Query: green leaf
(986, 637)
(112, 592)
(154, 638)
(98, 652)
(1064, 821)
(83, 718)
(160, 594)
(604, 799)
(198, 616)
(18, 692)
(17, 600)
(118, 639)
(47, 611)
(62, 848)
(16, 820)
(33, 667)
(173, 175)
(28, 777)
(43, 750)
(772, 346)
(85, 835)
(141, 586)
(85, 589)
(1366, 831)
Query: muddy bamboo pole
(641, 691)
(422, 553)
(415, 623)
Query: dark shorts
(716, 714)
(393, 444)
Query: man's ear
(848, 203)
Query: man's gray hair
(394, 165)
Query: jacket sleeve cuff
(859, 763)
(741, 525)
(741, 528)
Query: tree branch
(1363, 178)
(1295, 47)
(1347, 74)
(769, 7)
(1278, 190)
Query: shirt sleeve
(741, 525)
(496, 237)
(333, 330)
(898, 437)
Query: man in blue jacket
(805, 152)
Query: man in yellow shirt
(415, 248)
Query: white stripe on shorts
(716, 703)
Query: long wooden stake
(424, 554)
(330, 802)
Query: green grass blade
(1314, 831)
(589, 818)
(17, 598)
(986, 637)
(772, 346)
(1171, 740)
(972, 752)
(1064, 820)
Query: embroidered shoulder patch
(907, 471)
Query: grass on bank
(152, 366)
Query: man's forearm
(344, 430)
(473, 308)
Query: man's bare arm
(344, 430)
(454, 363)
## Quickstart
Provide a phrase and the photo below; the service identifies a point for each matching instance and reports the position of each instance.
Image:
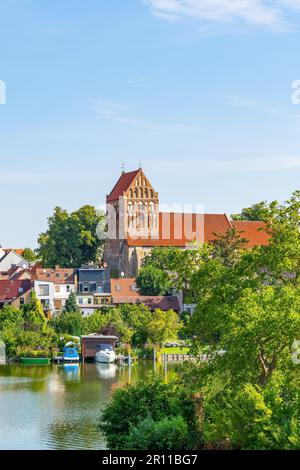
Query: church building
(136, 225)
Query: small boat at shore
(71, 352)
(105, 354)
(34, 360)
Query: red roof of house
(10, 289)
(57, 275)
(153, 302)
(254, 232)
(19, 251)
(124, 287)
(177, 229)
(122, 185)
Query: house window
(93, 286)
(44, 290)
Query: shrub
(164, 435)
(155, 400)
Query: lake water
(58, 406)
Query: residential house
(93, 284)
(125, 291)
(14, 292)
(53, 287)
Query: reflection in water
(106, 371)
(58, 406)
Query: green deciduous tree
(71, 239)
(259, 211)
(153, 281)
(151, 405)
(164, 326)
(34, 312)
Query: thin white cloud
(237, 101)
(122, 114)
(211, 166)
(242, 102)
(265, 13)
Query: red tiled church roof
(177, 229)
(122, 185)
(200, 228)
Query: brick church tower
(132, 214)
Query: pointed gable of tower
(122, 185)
◇ ◇ ◇
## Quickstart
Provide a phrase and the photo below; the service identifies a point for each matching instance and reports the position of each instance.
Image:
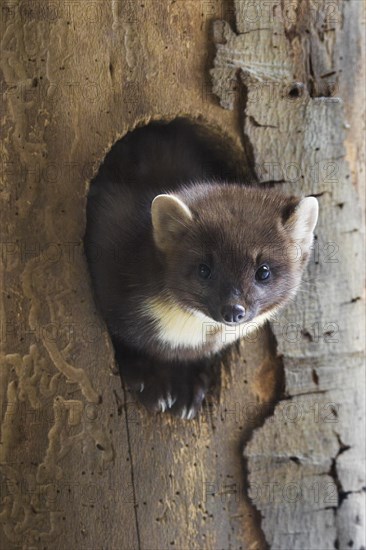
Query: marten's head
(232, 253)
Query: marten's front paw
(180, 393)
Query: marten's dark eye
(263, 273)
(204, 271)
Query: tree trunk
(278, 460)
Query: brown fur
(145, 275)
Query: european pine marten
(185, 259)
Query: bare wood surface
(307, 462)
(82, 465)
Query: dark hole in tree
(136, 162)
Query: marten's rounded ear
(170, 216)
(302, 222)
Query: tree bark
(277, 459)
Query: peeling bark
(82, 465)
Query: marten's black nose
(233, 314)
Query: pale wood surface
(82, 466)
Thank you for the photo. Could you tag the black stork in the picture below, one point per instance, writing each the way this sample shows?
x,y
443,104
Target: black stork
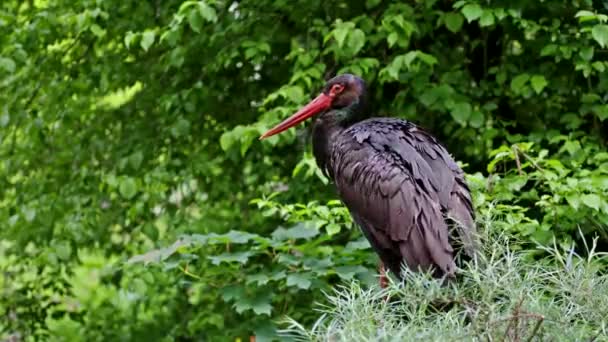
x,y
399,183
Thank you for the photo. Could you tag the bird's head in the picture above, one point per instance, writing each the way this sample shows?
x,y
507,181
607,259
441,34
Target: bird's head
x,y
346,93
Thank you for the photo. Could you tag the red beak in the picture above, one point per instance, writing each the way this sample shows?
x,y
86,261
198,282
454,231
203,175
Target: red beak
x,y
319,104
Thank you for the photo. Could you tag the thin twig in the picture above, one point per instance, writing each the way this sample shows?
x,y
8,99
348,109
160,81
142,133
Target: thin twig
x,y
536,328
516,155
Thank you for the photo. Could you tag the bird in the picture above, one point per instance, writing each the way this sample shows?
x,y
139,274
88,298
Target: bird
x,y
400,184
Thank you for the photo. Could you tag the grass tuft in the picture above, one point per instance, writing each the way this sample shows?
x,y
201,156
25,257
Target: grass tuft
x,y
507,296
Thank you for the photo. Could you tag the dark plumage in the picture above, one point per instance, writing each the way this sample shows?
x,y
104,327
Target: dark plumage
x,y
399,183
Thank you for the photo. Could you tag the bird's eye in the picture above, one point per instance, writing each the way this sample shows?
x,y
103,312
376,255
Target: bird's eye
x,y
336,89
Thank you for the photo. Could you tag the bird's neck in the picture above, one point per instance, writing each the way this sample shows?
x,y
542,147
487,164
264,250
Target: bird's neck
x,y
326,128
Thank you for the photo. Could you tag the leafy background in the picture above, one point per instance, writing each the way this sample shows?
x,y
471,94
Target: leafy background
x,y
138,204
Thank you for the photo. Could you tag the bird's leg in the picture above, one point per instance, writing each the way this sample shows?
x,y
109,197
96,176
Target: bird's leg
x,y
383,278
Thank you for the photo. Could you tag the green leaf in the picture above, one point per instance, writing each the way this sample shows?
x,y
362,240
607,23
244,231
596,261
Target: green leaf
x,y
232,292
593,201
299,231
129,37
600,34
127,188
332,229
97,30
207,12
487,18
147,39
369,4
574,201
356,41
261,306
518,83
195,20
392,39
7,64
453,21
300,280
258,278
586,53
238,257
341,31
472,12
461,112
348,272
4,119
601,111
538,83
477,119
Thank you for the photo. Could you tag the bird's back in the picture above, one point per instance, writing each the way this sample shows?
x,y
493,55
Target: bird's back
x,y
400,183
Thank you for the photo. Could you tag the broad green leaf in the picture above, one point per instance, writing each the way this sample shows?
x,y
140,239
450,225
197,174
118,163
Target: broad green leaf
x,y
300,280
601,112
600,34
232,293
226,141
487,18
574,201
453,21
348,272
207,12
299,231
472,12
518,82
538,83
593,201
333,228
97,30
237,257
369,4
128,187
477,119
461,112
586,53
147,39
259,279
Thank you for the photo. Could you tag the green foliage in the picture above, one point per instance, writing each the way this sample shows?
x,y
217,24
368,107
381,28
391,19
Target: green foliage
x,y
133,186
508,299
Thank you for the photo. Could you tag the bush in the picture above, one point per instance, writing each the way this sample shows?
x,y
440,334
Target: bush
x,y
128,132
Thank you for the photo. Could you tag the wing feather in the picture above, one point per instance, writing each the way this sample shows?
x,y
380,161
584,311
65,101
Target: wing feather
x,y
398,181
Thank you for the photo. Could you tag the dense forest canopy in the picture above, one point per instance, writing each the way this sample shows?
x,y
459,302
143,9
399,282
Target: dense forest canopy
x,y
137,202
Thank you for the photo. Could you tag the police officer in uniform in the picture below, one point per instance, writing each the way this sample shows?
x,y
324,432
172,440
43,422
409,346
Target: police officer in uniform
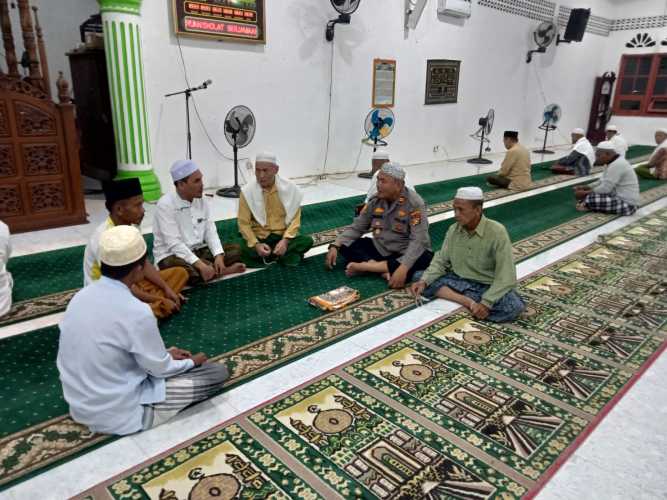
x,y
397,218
◇ ◇ ◇
Challenge - Which lines of the records contain the word "white"? Pick out each one and copy it in full.

Result of the task -
Query: white stripe on shorts
Query: thin white cloud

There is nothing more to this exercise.